## YOUR TASK
Convert everything from the first of the lines below down to the line containing "504), (519, 504)]", both ends included, into a numbered list that omits blank lines. Leave the pictures out of the answer.

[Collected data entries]
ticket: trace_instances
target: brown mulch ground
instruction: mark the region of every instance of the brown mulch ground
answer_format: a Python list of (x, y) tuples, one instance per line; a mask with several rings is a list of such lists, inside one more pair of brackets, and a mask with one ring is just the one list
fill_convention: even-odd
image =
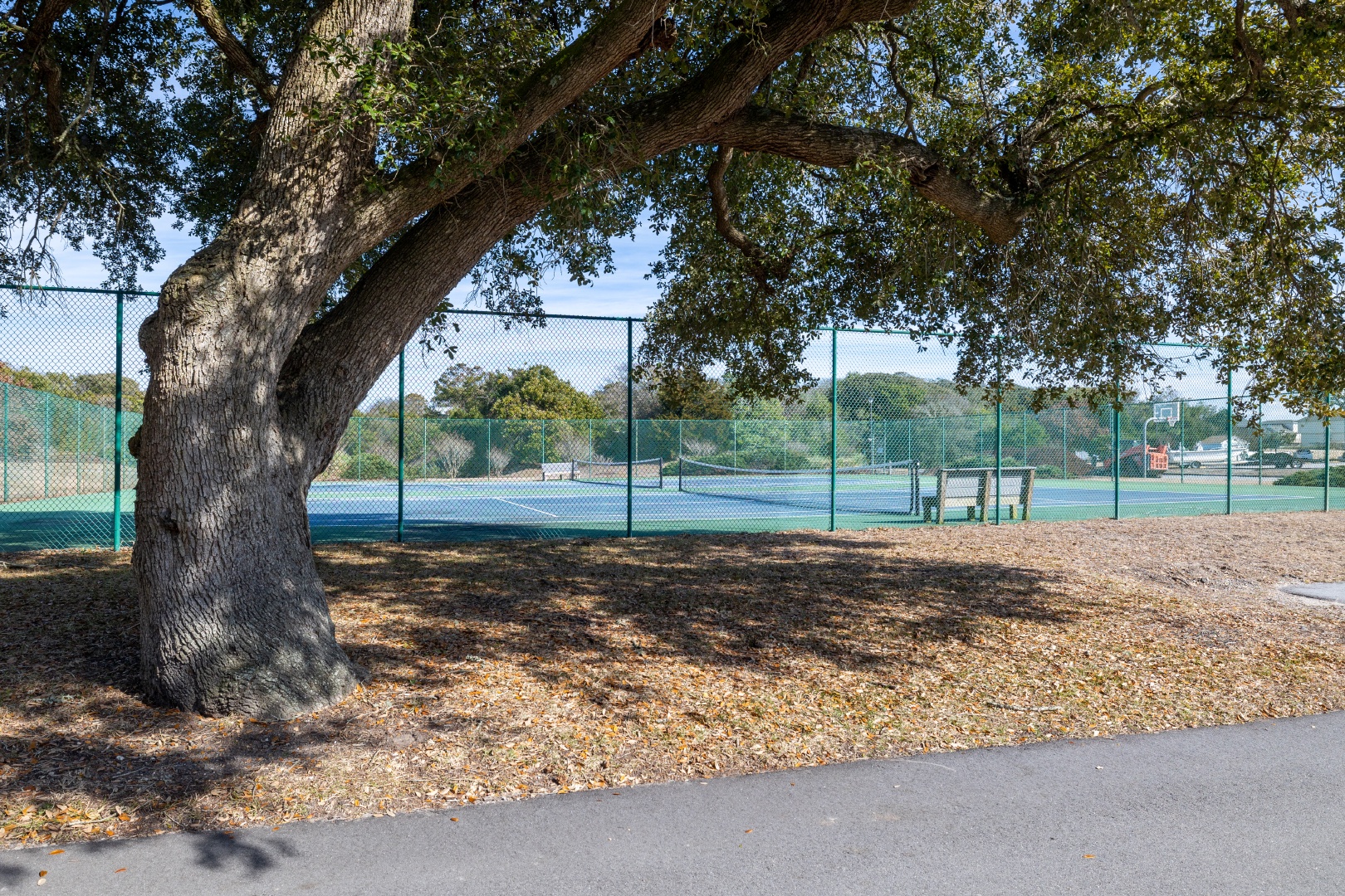
[(1345, 705), (1345, 513), (317, 551), (362, 693), (136, 699), (125, 553), (0, 570), (0, 846)]

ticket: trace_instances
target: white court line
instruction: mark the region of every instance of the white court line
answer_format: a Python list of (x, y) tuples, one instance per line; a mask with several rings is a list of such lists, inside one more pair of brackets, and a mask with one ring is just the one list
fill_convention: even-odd
[(518, 501), (504, 501), (504, 498), (494, 498), (494, 500), (503, 501), (504, 504), (512, 504), (514, 506), (521, 506), (525, 510), (531, 510), (533, 513), (541, 513), (542, 516), (550, 516), (550, 517), (558, 516), (557, 513), (547, 513), (546, 510), (538, 510), (537, 508), (530, 508), (526, 504), (519, 504)]

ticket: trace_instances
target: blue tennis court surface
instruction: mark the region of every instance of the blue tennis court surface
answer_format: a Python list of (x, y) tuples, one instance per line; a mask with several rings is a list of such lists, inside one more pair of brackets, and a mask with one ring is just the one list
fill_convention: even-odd
[[(837, 525), (846, 529), (923, 524), (912, 512), (909, 477), (859, 477), (839, 481)], [(713, 488), (716, 484), (710, 484)], [(687, 488), (705, 488), (701, 482)], [(933, 477), (921, 477), (919, 494), (933, 496)], [(636, 488), (633, 531), (644, 535), (818, 529), (830, 523), (830, 480), (795, 477), (734, 482), (732, 489), (756, 494), (724, 496), (678, 490), (677, 477), (662, 488)], [(480, 540), (495, 537), (568, 537), (625, 531), (625, 488), (572, 481), (413, 481), (405, 489), (406, 537), (417, 540)], [(1007, 505), (1007, 496), (1006, 496)], [(124, 540), (134, 537), (134, 493), (125, 492)], [(1314, 488), (1233, 484), (1237, 512), (1321, 509)], [(1166, 480), (1123, 481), (1120, 514), (1192, 516), (1223, 513), (1224, 482)], [(308, 501), (315, 541), (393, 537), (397, 529), (397, 484), (315, 482)], [(0, 505), (0, 549), (22, 551), (82, 544), (104, 547), (112, 537), (110, 493)], [(960, 512), (960, 510), (959, 510)], [(1108, 480), (1038, 480), (1033, 494), (1036, 520), (1079, 520), (1112, 513)], [(994, 517), (991, 506), (990, 516)], [(1007, 523), (1007, 506), (1002, 513)], [(956, 520), (955, 520), (956, 521)]]

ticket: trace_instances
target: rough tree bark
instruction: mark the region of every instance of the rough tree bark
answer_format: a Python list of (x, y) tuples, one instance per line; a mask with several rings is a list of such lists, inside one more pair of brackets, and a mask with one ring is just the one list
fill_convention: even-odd
[[(624, 110), (638, 137), (594, 160), (593, 177), (721, 140), (816, 164), (888, 153), (929, 175), (936, 160), (912, 141), (742, 114), (763, 78), (812, 40), (912, 4), (776, 4), (753, 35), (726, 44), (701, 73)], [(363, 677), (336, 643), (313, 566), (309, 484), (350, 414), (441, 297), (549, 197), (578, 185), (553, 179), (551, 163), (566, 150), (538, 129), (632, 54), (658, 44), (668, 34), (660, 21), (667, 4), (613, 3), (507, 98), (510, 125), (484, 137), (472, 160), (460, 169), (426, 160), (377, 189), (367, 188), (377, 179), (377, 134), (324, 130), (307, 117), (354, 90), (354, 74), (296, 52), (272, 86), (230, 43), (213, 7), (198, 0), (194, 8), (239, 77), (257, 81), (274, 103), (237, 216), (174, 271), (140, 333), (151, 369), (134, 446), (143, 686), (153, 703), (203, 715), (288, 719), (339, 701)], [(410, 13), (410, 0), (336, 0), (309, 31), (366, 48), (405, 35)], [(773, 125), (788, 133), (772, 138)], [(491, 165), (496, 173), (482, 176)], [(987, 231), (994, 214), (1011, 212), (944, 169), (936, 175), (921, 181), (923, 192)], [(340, 273), (410, 222), (313, 322)]]

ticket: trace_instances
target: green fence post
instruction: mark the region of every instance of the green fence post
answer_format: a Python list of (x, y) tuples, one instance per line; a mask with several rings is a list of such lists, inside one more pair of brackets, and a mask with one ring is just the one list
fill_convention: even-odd
[(831, 328), (831, 532), (837, 531), (837, 328)]
[(4, 502), (9, 502), (9, 384), (4, 384)]
[(1186, 482), (1186, 408), (1177, 402), (1177, 480)]
[(397, 355), (397, 540), (406, 533), (406, 349)]
[(51, 394), (42, 395), (42, 497), (51, 497)]
[(1120, 519), (1120, 390), (1111, 406), (1111, 519)]
[[(1260, 404), (1256, 406), (1256, 419), (1258, 420), (1262, 418), (1262, 411), (1263, 410), (1264, 408)], [(1264, 435), (1266, 435), (1264, 431), (1260, 431), (1260, 433), (1256, 434), (1256, 485), (1263, 485), (1263, 482), (1262, 482), (1262, 473), (1263, 473), (1263, 469), (1266, 466), (1266, 439), (1264, 439)]]
[(121, 551), (121, 341), (125, 324), (125, 293), (117, 293), (117, 384), (112, 424), (112, 549)]
[(1233, 512), (1233, 368), (1228, 368), (1228, 445), (1224, 453), (1224, 513)]
[(1060, 474), (1069, 478), (1069, 407), (1060, 408)]
[(1003, 478), (1005, 443), (1005, 406), (1003, 395), (995, 391), (995, 525), (999, 525), (999, 480)]
[(939, 418), (939, 469), (948, 466), (948, 418)]
[(635, 318), (625, 318), (625, 537), (635, 525)]

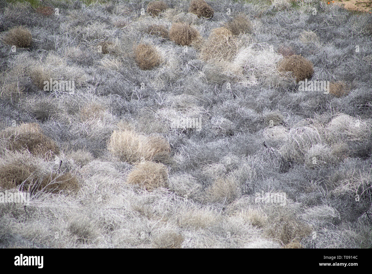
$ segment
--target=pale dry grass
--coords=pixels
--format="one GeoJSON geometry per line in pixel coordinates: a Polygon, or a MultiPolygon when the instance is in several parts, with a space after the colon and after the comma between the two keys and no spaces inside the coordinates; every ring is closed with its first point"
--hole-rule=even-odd
{"type": "Polygon", "coordinates": [[[145,161],[135,164],[135,169],[128,176],[128,183],[138,185],[151,191],[168,186],[168,173],[163,164],[145,161]]]}
{"type": "Polygon", "coordinates": [[[130,163],[141,160],[167,163],[170,151],[168,142],[162,138],[147,136],[131,130],[115,130],[108,149],[121,161],[130,163]]]}

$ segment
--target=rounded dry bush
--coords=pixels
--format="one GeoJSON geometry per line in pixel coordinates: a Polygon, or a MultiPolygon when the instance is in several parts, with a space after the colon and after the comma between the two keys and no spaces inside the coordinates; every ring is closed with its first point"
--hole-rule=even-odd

## EXERCISE OUTPUT
1. ticket: trace_instances
2. target: brown mulch ground
3. instruction: mark the region of every instance of the brown mulch ground
4. answer_format: a Python list of (x, y) tuples, one instance per line; a mask with several rings is a list of such lists, inside one more pair of brackets, and a mask with one ring is just the one list
5. fill_convention: even-odd
6. image =
7. [(1345, 705), (1345, 513), (317, 551), (362, 693), (136, 699), (125, 553), (0, 570), (0, 846)]
8. ticket: trace_instances
9. target: white court line
10. instruction: mark the region of every instance of the white court line
11. answer_format: a Python list of (x, y) tuples, one instance per line; a mask with several rings is a list of such lists, inside one more pair of brackets, and a mask with one ring is just the one list
12. fill_convention: even-odd
13. [(518, 501), (504, 501), (504, 498), (494, 498), (494, 500), (503, 501), (504, 504), (512, 504), (514, 506), (521, 506), (525, 510), (531, 510), (533, 513), (541, 513), (542, 516), (550, 516), (550, 517), (558, 516), (557, 513), (547, 513), (546, 510), (538, 510), (537, 508), (530, 508), (526, 504), (519, 504)]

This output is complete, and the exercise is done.